--- start of INFORMATION GIVEN ---

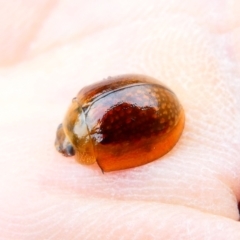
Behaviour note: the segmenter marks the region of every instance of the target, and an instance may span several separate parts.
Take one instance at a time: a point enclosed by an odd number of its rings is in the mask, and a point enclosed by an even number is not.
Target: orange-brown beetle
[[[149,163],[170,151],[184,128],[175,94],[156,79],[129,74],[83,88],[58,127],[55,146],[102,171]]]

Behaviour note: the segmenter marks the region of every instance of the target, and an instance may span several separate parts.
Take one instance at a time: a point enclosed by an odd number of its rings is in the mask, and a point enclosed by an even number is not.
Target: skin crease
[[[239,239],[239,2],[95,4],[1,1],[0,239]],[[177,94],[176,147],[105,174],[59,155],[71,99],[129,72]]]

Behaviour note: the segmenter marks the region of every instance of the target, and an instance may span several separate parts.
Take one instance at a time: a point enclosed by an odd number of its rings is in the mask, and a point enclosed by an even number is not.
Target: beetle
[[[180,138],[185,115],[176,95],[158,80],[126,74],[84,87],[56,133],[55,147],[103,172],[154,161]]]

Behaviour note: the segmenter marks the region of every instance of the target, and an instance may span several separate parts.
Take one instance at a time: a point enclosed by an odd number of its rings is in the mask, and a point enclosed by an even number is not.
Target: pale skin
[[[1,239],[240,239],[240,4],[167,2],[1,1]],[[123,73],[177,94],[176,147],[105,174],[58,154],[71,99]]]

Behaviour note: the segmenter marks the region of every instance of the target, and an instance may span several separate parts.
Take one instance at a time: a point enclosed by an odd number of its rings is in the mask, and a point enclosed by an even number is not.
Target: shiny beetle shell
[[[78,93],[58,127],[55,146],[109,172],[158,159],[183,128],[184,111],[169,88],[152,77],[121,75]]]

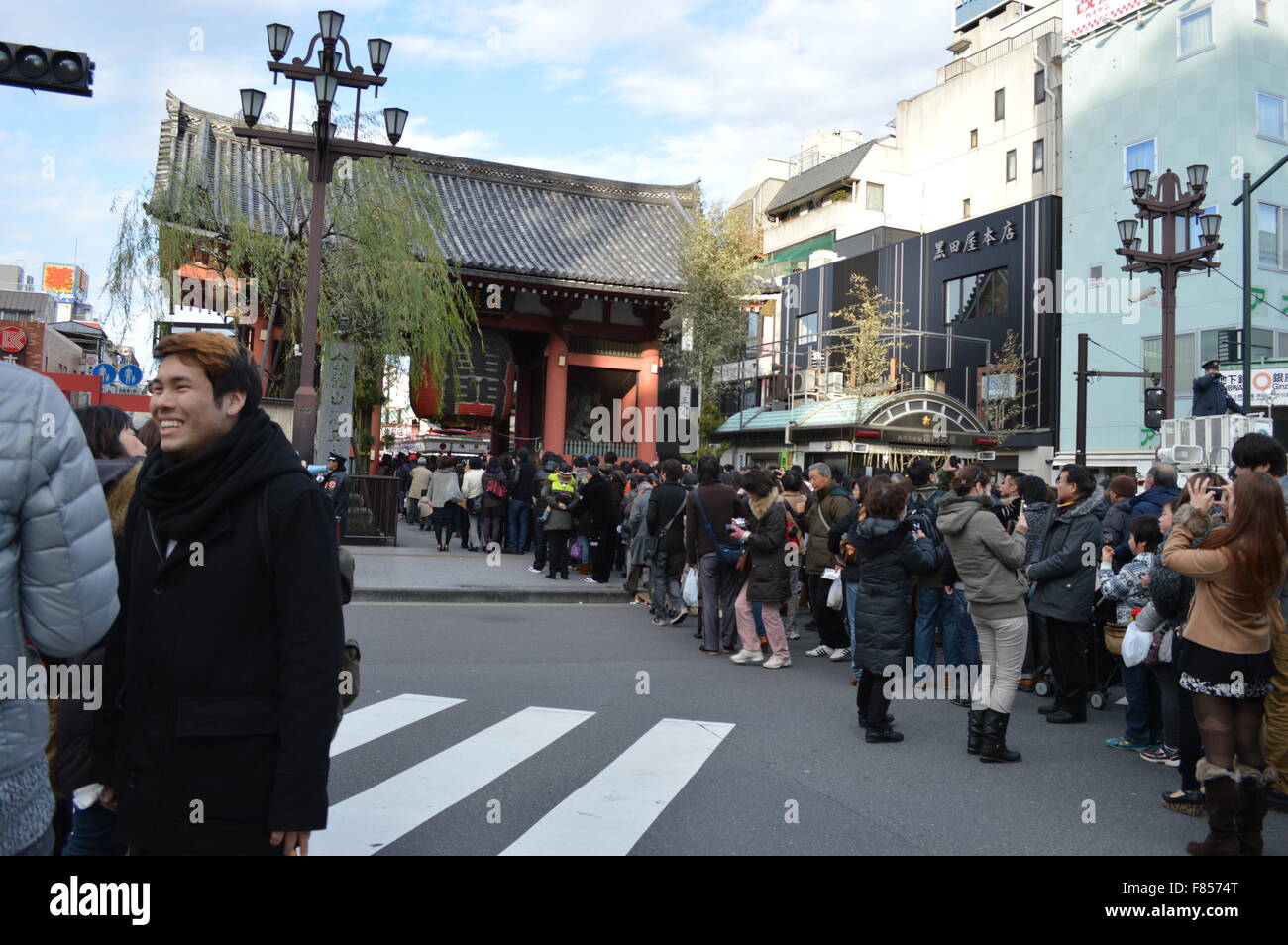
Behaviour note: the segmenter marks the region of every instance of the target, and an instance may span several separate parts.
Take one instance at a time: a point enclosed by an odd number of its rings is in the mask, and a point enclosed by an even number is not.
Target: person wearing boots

--- end of INFORMATION GIVEN ---

EXERCISE PROMPT => Write out every line of the items above as a Markdown table with the columns Row and Line, skipping blank lines and leaving out the pictures.

FINAL RESULT =>
| Row | Line |
|---|---|
| 1 | Behaviour note: the segmenter marks the region of every instance of the target, and an instance may span several separate parts. |
| 2 | Take one instance at a time: a point enclosed by an odd number of its rings is in the mask, and a point enclosed by an even number is not. |
| 3 | Target: orange-brown beetle |
| 4 | [[[149,163],[170,151],[184,128],[175,94],[156,79],[129,74],[83,88],[58,127],[55,146],[102,171]]] |
| 5 | Behaviour note: the segmenter marks the region of every instance of the target, and an instance may span several separate parts. |
| 6 | Take one instance at a time: a point enclosed by an odd number of its rings is in the mask, and a point enclosed by an even number is not. |
| 7 | Target: skin crease |
| 8 | [[[239,239],[239,2],[95,4],[1,1],[0,239]],[[177,94],[176,147],[105,174],[59,155],[71,99],[129,72]]] |
| 9 | Behaviour note: the segmenter marks the region of every instance of the target, and an instance may span several separate parts. |
| 10 | Take one instance at a time: a point enclosed by an odd number of its rings is in the mask, and a point enclosed by an even number is not. |
| 11 | Target: beetle |
| 12 | [[[180,138],[185,115],[176,95],[158,80],[126,74],[84,87],[56,133],[55,147],[103,172],[154,161]]] |
| 13 | Behaviour note: the segmenter marks the region of every instance of the target, and an instance may span several separate parts. |
| 14 | Take one instance at a time: a point enclosed by an odd number of its rings is in the mask, and a point enclosed by an even number is not. |
| 15 | Target: pale skin |
| 16 | [[[1,239],[240,239],[240,4],[167,2],[1,1]],[[123,73],[177,94],[176,147],[105,174],[58,154],[71,99]]] |
| 17 | Behaviour note: the segmenter marks the region of every instance of the target, and an instance may span several separate parts. |
| 18 | Take one instance at a time: a point enclosed by an odd number of its rings is in the mask, and a point enclosed by an even number is not. |
| 19 | Target: shiny beetle shell |
| 20 | [[[78,93],[58,127],[55,146],[109,172],[158,159],[183,128],[184,111],[169,88],[152,77],[121,75]]] |
| 21 | Behaviour note: the segmenter marks the region of every instance of the target, and an instance may span several separate parts. |
| 22 | Take one instance at a time: a point enclosed by an odd number of its rings is in the mask, and a point enclosed by an even number is not. |
| 23 | Target: person wearing boots |